▶ CHALLENGE
Give the listing again in full, exactly as written.

Dataset items

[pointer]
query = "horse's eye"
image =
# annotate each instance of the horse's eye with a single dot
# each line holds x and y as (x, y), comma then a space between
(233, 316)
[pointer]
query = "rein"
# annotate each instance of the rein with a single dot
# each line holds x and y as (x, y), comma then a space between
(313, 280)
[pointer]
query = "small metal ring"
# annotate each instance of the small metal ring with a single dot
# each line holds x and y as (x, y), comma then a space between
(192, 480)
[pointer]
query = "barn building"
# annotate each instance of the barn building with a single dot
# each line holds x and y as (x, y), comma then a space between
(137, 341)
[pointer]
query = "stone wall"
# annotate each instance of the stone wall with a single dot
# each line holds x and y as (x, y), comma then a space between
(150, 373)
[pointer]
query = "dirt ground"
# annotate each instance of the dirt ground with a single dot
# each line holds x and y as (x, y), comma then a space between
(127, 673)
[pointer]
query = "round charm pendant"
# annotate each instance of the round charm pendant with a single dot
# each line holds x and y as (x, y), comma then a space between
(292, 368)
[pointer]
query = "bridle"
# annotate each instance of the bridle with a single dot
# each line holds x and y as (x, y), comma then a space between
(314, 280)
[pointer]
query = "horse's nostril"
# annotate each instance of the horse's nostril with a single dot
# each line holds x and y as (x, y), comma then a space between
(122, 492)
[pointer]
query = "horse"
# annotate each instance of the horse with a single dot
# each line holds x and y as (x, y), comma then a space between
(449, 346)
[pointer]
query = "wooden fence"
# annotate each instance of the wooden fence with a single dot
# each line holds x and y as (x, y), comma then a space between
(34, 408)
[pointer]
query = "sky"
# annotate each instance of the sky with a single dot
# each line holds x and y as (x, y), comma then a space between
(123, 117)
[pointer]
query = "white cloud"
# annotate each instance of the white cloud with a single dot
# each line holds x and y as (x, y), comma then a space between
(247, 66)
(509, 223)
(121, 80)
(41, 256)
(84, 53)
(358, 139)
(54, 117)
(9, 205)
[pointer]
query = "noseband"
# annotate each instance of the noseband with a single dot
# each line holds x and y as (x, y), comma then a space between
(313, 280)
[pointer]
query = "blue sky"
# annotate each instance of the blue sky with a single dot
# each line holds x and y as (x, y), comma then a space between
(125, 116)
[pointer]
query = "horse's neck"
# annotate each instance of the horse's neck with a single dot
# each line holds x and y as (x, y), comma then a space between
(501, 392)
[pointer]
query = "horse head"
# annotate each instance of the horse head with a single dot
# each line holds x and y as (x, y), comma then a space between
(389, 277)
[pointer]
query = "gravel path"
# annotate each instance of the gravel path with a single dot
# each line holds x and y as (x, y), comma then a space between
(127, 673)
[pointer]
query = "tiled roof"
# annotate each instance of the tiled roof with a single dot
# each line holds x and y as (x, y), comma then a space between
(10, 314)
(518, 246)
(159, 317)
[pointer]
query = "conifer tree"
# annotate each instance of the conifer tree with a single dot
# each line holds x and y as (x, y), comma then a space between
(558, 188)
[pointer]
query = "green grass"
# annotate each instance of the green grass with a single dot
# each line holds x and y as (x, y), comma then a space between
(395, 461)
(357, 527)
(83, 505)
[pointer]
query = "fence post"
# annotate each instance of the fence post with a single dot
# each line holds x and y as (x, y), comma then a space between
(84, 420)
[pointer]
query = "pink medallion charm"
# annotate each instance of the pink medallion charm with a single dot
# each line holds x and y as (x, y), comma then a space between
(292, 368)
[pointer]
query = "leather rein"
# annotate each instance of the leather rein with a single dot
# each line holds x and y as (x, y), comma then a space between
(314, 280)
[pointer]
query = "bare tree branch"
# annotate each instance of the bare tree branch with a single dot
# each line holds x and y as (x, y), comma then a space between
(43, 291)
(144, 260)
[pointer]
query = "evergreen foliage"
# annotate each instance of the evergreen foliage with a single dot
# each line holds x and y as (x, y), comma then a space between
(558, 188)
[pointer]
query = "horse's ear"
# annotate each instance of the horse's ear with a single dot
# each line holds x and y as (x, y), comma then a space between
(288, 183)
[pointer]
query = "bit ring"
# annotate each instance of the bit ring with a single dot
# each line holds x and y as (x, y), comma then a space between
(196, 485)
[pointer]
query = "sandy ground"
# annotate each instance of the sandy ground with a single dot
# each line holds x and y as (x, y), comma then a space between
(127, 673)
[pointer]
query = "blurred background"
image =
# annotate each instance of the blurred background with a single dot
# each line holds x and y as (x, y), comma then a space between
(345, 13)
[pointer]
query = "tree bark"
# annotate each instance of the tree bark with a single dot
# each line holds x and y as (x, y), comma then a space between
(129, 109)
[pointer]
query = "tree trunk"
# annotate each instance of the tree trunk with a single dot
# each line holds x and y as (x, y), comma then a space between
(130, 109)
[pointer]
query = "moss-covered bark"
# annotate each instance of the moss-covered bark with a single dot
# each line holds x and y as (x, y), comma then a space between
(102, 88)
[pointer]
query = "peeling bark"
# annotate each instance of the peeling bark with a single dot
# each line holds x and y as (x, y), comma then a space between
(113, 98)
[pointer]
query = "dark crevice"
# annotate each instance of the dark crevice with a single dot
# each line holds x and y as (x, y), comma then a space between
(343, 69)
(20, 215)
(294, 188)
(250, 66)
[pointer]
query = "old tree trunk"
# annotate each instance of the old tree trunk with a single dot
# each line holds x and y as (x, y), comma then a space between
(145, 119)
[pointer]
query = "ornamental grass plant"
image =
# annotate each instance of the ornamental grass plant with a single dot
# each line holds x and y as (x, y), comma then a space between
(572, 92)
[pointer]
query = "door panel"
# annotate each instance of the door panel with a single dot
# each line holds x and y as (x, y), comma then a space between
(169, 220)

▶ ANSWER FOR THE TASK
[pointer]
query = "horse's eye"
image =
# annotate each instance of the horse's eye with a single dot
# each line holds x and y as (x, y), comma then a space between
(233, 316)
[pointer]
query = "rein"
# annotate each instance of the rein with a single dot
# each line holds x and y as (x, y), comma then a space between
(313, 280)
[pointer]
query = "small metal ring"
# annotate each instance of the small metal ring with a single dot
# each line holds x and y as (x, y), comma then a space between
(192, 480)
[pointer]
query = "barn building"
# annotate each instance of the barn building with a single dot
# each line holds x and y as (x, y), comma then a space between
(137, 341)
[pointer]
query = "stone wall"
# annotate each instance of the stone wall with a single dot
# each line holds x and y as (x, y), comma then a space between
(150, 373)
[pointer]
query = "dirt ground"
# annotate each instance of the dirt ground with a single dot
# each line holds x and y as (x, y), comma then a space between
(127, 673)
[pointer]
query = "round charm pendant"
# annotate each instance of the round charm pendant with a single dot
# each line holds x and y as (x, y), comma then a space between
(292, 368)
[pointer]
query = "bridle"
# annotate each instance of the bridle with a single dot
# each line holds x and y as (x, y), comma then a space between
(314, 280)
[pointer]
query = "horse's nostril"
# annotate each instance of the horse's nostril with a single dot
# each line holds x and y as (x, y), comma then a space between
(122, 492)
[pointer]
query = "horse"
# annotate each instance of the horse with a single dot
# each line holds x and y as (x, y), comma then a space between
(449, 346)
[pointer]
query = "wooden fence"
# annotate each instance of the wooden fence with a single dot
# each line holds x and y as (x, y), comma then a space between
(34, 408)
[pointer]
query = "sky"
# annotate each instance of the sky with a single dot
# each line holds x and y as (x, y), comma then a space between
(123, 117)
[pointer]
query = "white cloud"
# annotate each instance of the white cloud with a single dot
# each line holds x and y as (x, y), comma then a space between
(247, 66)
(509, 223)
(121, 80)
(41, 256)
(84, 53)
(358, 139)
(54, 117)
(9, 205)
[pointer]
query = "noseband"
# annotate each instance of the noseband with a single dot
# each line holds x and y as (x, y), comma then a space between
(313, 280)
[pointer]
query = "blue sky"
# annotate each instance of the blue sky with a single dot
# each line holds x and y as (x, y), comma then a space between
(125, 116)
[pointer]
query = "horse's neck"
# annotate each instance of the horse's neck with a single dot
# each line holds x and y as (x, y), comma then a space between
(501, 392)
[pointer]
query = "horse head"
# annotate each instance of the horse head with a single dot
# each line holds x and y as (x, y), comma then a space between
(389, 277)
[pointer]
query = "gravel path"
# annotate each instance of the gravel path with a single dot
# each line holds x and y as (x, y), comma then a space between
(127, 673)
[pointer]
query = "tiled roof"
# annotate each instance of the tiled roof with a single dot
# each line holds x and y as (x, y), comma then a space between
(10, 314)
(518, 246)
(159, 317)
[pointer]
query = "conifer tree"
# annotate each instance of the conifer tree with a single dot
# each line holds x and y as (x, y), comma then a space between
(558, 188)
[pointer]
query = "green grass"
# annotate each instance of the green grass with a single dot
# each line holds x and y as (x, y), comma then a space between
(395, 461)
(357, 527)
(83, 505)
[pointer]
query = "fence post"
# annotate each instance of the fence post with a single dot
# each line holds x and y as (x, y), comma then a space between
(84, 420)
[pointer]
query = "pink medallion charm"
# annotate each instance of the pink medallion charm with a single dot
# each line holds x and y as (x, y), comma then a space between
(292, 368)
[pointer]
query = "leather rein"
# annotate each instance of the leather rein with a single dot
# each line holds x and y as (x, y), comma then a space between
(314, 280)
[pointer]
query = "bare tree branch"
# annotate each instance of the bare tree branch with a single dot
# each line holds x and y as (x, y), comma then a space between
(43, 291)
(144, 260)
[pointer]
query = "evergreen foliage"
# annotate each instance of the evergreen foliage with a single dot
# each line holds x and y as (x, y), comma then a space between
(558, 188)
[pointer]
query = "horse's ear"
# annotate each instance of the horse's ear with a single dot
# each line holds x and y as (x, y), comma then a space between
(288, 183)
[pointer]
query = "bit ring"
# annotate each instance of the bit ring with a single dot
# each line holds x and y as (x, y), comma then a space between
(196, 485)
[pointer]
query = "sandy ground"
# annotate each instance of the sandy ground with a single dot
# each line holds x and y as (x, y), comma then a space between
(127, 673)
[pointer]
query = "blurred background"
image =
# annotate each instance of the blurred background with a single dot
# each line holds x and y as (x, y), comma then a space between
(345, 13)
[pointer]
query = "tree bark"
# annotate each instance of the tree bark with a single dot
# each line holds x and y as (x, y), comma then a space between
(129, 109)
[pointer]
query = "tree trunk"
# annotate each instance of the tree trunk with a single dot
# each line holds x and y as (x, y), comma then a space between
(130, 109)
[pointer]
query = "moss-covered bark"
# annotate each instance of the moss-covered bark with a single dot
# each line holds x and y as (x, y), comma then a space between
(102, 88)
[pointer]
query = "peeling bark"
# annotate each instance of the peeling bark with a single dot
# each line holds x and y as (x, y), comma then a space between
(113, 98)
[pointer]
query = "dark crevice"
# annotate each instance of the dark crevice with a single dot
# each line holds x and y as (x, y), comma then a space between
(343, 69)
(20, 215)
(294, 188)
(250, 66)
[pointer]
query = "old tree trunk"
# annotate each instance of the old tree trunk with a single dot
# each line holds x and y as (x, y), comma then a space between
(145, 119)
[pointer]
query = "ornamental grass plant"
image =
# annotate each instance of the ornamental grass plant with a single dot
# each line holds x and y as (x, y), comma then a space between
(572, 92)
[pointer]
query = "door panel"
# annotate each instance of the door panel with a single dot
# each line holds x and y as (x, y), comma then a space between
(169, 220)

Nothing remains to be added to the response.